Wish Farms is a Plant City, Florida, United States based supplier of strawberries, blueberries, raspberries and blackberries. The company was established in 1922.

== History ==
In 1922, Harris Wishnatzki teamed up with Daniel Nathel to establish Wishnatzki & Nathel, a wholesale business selling fruits and vegetables. He began to establish buying and selling in Plant City, Florida in 1929, leading to a permanent move in 1937. After Harris' death in 1955, his sons Joe and Lester took company leadership. Gary Wishnatzki became the President of Wishnatzki & Nathel in 1990. In 2001, the Wishnatzki and Nathel families split the company, with the Wishnatzkis overseeing the Florida division, which took the name Wishnatzki Farms.

Wishnatzki Farms started producing and selling frozen strawberries in 2002. The company was the first to offer organic strawberries grown in the state of Florida on a commercial scale in 2005. By 2010, Wishnatzki Farms rebranded itself as Wish Farms with the mascot “Misty the Garden Pixie”. Since 2010, Wish Farms has been the official sponsor of the Florida Strawberry Festival’s Soundstage, an event stage for concert performances. In efforts to solve the farm labor shortage, Gary Wishnatzki founded Harvest CROO Robotics in 2013, developing an automated strawberry picker.

**DATASET EXTRACT**
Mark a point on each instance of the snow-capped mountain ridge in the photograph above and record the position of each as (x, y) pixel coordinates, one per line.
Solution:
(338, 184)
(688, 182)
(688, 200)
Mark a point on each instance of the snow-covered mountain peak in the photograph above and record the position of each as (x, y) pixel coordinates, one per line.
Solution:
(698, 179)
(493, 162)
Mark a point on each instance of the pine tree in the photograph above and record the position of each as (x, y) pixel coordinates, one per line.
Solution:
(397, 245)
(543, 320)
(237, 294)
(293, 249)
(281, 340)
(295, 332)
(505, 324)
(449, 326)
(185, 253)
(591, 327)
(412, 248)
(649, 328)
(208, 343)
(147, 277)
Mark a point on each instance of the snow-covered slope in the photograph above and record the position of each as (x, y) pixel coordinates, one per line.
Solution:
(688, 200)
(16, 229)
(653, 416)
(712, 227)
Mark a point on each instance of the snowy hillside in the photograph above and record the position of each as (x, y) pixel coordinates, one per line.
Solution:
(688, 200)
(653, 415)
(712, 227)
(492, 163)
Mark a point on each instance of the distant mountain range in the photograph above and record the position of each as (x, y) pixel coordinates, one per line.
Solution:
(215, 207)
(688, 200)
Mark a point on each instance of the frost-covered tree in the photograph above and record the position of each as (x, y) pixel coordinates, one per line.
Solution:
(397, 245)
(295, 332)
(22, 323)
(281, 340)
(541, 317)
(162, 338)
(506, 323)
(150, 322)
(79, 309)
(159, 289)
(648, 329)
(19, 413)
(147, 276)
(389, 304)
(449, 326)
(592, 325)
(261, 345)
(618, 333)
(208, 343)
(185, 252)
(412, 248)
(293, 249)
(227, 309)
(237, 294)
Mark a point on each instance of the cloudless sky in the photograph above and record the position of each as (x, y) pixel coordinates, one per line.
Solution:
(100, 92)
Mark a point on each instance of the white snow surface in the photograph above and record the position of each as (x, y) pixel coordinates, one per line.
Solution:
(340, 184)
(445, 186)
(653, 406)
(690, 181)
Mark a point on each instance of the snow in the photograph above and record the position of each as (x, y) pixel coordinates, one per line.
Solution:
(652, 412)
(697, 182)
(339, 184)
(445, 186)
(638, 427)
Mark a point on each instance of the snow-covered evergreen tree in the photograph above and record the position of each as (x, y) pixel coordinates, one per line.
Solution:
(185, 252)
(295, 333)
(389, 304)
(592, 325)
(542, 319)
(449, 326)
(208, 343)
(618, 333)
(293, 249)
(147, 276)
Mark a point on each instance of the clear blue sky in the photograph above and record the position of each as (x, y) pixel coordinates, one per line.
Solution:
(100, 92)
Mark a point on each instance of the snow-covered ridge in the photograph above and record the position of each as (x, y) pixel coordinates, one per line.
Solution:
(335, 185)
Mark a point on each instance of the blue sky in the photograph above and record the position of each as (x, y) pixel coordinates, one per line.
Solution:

**WORK ITEM**
Pick up the Wish Farms history after its last sentence and continue it.

**ANSWER SPACE**
== Products ==

Wish Farms is a supplier of conventional and organic varieties of strawberries, blueberries, blackberries, and raspberries. Wish Farms grows berries across North and South America including Florida, Georgia, North Carolina, New Jersey, Michigan, California, Canada, Mexico, Chile, Argentina and Peru. It began growing organic strawberries in Duette in 2005, and produced 90 percent of Florida’s organic strawberry production in 2018.

In 2014, they expanded their organic supply to a year-round commodity by producing organic strawberries in California and organic blueberries in Florida. The company opened an organic blueberry operation in 2016 under the name Misty Organics in Alturas, Florida. It started production in 2018 whereby the berries were grown in containers under cover, to allow for a harvest window between the South American and Southeastern United States harvests.